— start EXTRACT PROVIDED —

18th December 2018
by Peter Coles
The Milton Mulberry in the Fellows' Garden at Christ's College Cambridge , planted in 1609, a year after the poet was born
(Photo: Peter Coles)
It was a cold, dark and wet January day when I took the train from London to Cambridge to meet local historian Nick Chrimes. He was going to show me the celebrated ‘Milton Mulberry’ in the grounds of Christ’s College – and a few others that are much less well known. I prefer to visit old mulberry trees from November to April, as this is when the ‘architecture’ of the tree can be seen more easily. Once the leaves are out, many old trees, with their drooping, heavy branches, can look more like massive green tents, obliging one to scramble under the canopy to see the trunk. A few weeksafter I'd been to Cambridge I was trampling around the ancient mulberry orchard at Syon House, and in March I made a pilgrimage to Groton Winthrop (Suffolk) to see perhaps the oldest black mulberries in England. I’ll be writing about these in the next few weeks.

— end EXTRACT PROVIDED —
— start DATA BLOCK —

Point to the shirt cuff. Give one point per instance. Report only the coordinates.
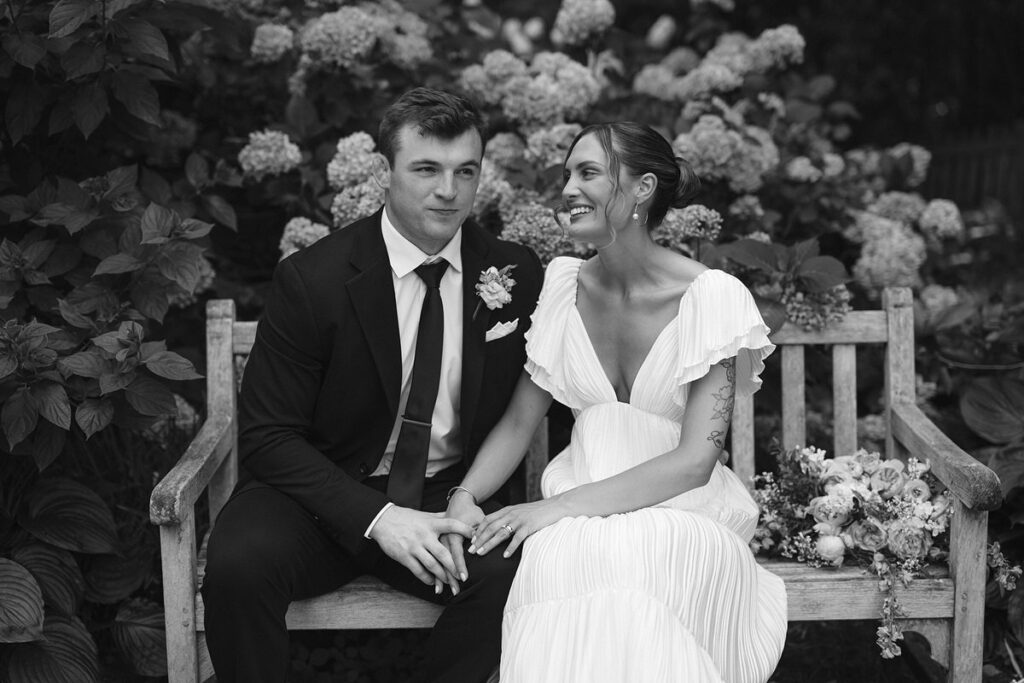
(366, 535)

— end DATA BLOCK —

*TASK STATEMENT*
In the mulberry article, which months does the writer prefer for visiting old mulberry trees?

*PROBLEM SOLUTION*
From November to April.